- _RECORDS_:
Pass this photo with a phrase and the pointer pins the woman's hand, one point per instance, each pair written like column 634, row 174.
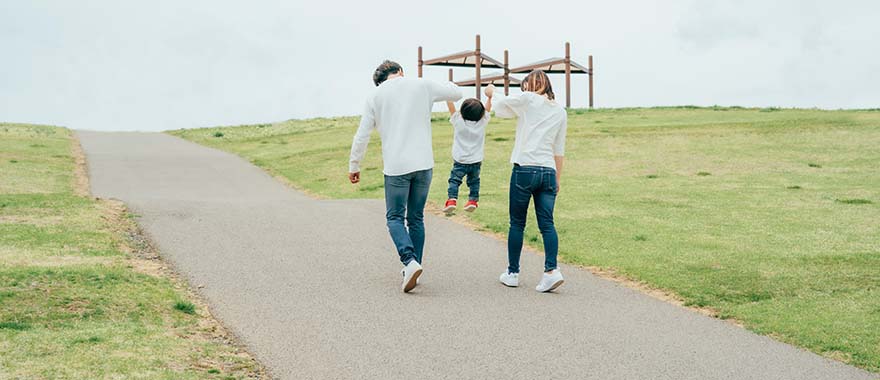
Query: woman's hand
column 489, row 91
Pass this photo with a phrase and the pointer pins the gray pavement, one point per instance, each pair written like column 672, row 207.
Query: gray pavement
column 312, row 287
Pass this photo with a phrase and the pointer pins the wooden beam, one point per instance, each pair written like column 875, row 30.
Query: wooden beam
column 567, row 75
column 590, row 67
column 420, row 62
column 477, row 64
column 506, row 74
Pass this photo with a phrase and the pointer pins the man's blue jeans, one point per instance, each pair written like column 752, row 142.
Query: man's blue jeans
column 405, row 197
column 459, row 171
column 528, row 182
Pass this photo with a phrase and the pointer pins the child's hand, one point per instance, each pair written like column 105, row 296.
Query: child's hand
column 490, row 90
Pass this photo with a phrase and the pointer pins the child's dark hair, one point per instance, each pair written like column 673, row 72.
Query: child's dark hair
column 472, row 109
column 384, row 70
column 538, row 82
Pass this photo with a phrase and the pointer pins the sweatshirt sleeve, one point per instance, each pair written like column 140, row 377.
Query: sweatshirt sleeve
column 443, row 92
column 361, row 139
column 559, row 142
column 510, row 106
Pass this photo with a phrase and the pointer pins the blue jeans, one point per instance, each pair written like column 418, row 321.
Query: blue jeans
column 405, row 197
column 528, row 182
column 459, row 171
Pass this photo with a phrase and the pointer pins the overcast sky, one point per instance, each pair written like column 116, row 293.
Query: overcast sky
column 157, row 64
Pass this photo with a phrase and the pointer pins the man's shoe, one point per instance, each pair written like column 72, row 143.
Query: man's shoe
column 403, row 274
column 550, row 281
column 451, row 204
column 411, row 273
column 509, row 279
column 470, row 206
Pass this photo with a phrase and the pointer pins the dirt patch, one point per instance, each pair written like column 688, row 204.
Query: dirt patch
column 39, row 221
column 143, row 257
column 80, row 170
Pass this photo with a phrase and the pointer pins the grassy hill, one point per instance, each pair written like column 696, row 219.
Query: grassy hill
column 80, row 296
column 766, row 216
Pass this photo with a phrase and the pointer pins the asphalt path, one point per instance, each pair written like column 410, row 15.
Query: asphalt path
column 312, row 287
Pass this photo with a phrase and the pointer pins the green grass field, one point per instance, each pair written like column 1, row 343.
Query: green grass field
column 73, row 304
column 767, row 216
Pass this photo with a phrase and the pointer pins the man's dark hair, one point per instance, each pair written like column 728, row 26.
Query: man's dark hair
column 384, row 70
column 472, row 109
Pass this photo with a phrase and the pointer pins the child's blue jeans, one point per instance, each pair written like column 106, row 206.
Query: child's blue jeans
column 459, row 171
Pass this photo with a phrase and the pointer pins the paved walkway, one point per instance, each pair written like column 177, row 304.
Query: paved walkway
column 312, row 287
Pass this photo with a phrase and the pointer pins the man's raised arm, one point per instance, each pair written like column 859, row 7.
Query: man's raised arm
column 446, row 91
column 359, row 144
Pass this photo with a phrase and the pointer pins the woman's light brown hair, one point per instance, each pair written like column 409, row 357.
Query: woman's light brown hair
column 538, row 82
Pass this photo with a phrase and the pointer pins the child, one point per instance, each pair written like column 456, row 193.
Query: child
column 537, row 160
column 469, row 128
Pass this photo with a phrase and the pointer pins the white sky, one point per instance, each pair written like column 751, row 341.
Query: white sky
column 167, row 64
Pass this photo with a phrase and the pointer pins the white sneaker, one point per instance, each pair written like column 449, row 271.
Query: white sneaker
column 509, row 279
column 550, row 281
column 411, row 273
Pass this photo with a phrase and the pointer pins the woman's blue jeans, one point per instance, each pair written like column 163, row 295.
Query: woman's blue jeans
column 527, row 182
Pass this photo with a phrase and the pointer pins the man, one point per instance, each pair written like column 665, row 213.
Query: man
column 400, row 109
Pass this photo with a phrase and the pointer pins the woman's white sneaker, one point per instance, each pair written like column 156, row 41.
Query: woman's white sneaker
column 550, row 281
column 411, row 273
column 509, row 279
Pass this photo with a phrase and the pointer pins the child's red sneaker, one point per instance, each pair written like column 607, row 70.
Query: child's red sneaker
column 470, row 206
column 450, row 206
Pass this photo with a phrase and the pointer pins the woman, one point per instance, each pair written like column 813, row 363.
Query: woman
column 537, row 167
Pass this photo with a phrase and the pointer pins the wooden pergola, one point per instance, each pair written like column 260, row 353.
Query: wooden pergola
column 497, row 79
column 471, row 58
column 476, row 59
column 562, row 66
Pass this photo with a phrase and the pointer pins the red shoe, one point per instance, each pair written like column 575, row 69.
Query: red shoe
column 451, row 204
column 471, row 206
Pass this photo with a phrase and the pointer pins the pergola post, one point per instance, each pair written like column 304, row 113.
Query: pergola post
column 590, row 69
column 567, row 75
column 420, row 62
column 478, row 84
column 506, row 75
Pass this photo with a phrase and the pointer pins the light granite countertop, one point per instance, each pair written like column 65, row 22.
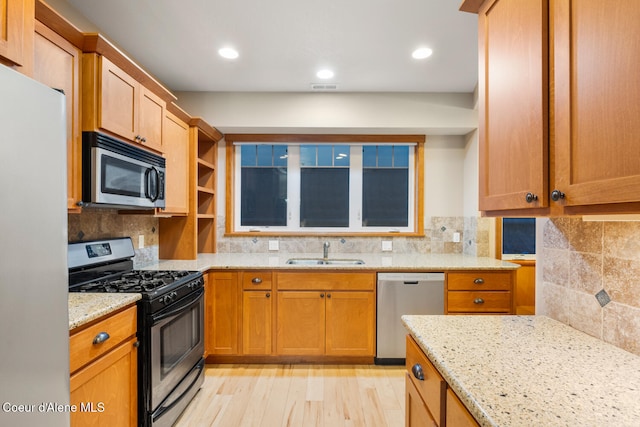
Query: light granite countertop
column 531, row 370
column 378, row 262
column 85, row 307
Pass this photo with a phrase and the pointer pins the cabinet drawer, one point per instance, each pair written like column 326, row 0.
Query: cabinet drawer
column 119, row 327
column 480, row 281
column 256, row 280
column 457, row 414
column 432, row 388
column 465, row 301
column 326, row 281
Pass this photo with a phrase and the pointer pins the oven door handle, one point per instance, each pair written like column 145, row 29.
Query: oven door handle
column 187, row 301
column 169, row 402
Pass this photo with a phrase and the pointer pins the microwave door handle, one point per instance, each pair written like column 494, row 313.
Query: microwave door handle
column 148, row 181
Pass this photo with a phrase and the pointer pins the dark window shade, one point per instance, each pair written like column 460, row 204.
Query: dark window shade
column 385, row 198
column 263, row 197
column 324, row 197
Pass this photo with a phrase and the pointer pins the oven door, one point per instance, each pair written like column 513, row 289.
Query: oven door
column 122, row 180
column 176, row 344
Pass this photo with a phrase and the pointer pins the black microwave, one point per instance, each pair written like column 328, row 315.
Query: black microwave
column 120, row 175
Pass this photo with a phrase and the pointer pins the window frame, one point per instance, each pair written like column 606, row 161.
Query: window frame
column 230, row 187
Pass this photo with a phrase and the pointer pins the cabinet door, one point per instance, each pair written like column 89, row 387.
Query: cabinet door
column 57, row 65
column 256, row 322
column 176, row 151
column 222, row 300
column 12, row 30
column 119, row 98
column 150, row 119
column 513, row 113
column 350, row 318
column 300, row 323
column 106, row 391
column 596, row 108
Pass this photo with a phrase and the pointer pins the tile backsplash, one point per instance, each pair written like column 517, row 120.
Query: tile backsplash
column 94, row 224
column 590, row 278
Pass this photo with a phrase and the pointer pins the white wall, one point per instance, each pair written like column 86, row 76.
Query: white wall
column 303, row 112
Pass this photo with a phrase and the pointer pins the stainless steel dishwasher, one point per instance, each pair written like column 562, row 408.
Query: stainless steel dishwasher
column 399, row 294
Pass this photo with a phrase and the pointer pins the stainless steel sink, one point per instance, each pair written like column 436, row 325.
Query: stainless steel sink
column 323, row 261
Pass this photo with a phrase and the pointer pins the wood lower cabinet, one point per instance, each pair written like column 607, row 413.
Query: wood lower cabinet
column 57, row 65
column 104, row 372
column 264, row 315
column 429, row 399
column 331, row 314
column 257, row 312
column 477, row 292
column 223, row 302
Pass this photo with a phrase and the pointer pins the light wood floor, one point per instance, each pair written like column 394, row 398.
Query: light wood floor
column 298, row 395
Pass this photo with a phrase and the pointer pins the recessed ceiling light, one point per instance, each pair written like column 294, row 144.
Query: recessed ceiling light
column 229, row 53
column 324, row 74
column 422, row 53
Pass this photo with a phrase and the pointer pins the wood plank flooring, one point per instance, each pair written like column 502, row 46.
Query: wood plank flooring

- _PROBLEM TO SOLVE_:
All that belongs in your answer is the stretch of entries above from the line with "Query: paved walkway" through the line with "156, row 41.", printed exactly.

- _ANSWER TO THIS PROBLEM_:
Query: paved walkway
column 312, row 287
Pass this photo with a phrase and the pointer pins the man's raised arm, one point per instance, each pair written like column 859, row 7.
Query: man's raised arm
column 446, row 91
column 359, row 144
Pass this photo with a phrase and the pointer pins the woman's light brown hair, one point per instance, each pair written like column 409, row 357.
Query: woman's light brown hair
column 538, row 82
Pass this photo with a phrase and the pointer pins the child, one point per instance, each pair written like column 456, row 193.
Query: child
column 537, row 160
column 469, row 128
Pass this photo with a phrase and the pointer pins the white sky, one point per instance, each pair written like column 751, row 341.
Query: white sky
column 167, row 64
Pass this photo with a phrase and the pointer pins the white sneaker, one point per instance, each pair written like column 449, row 271.
Query: white sneaker
column 509, row 279
column 550, row 281
column 411, row 273
Pass this photo with a phrase and the pointer pins the woman's blue jeans, one point per instance, each pair written like column 163, row 295.
Query: woman's blue jeans
column 527, row 182
Pass this photo with a phrase and the pointer pins the man, one point per instance, each pair written like column 665, row 213.
Query: man
column 400, row 109
Pass this photo with a phrase and the pointer pins the woman's white sneaker, one point per instance, each pair written like column 156, row 41.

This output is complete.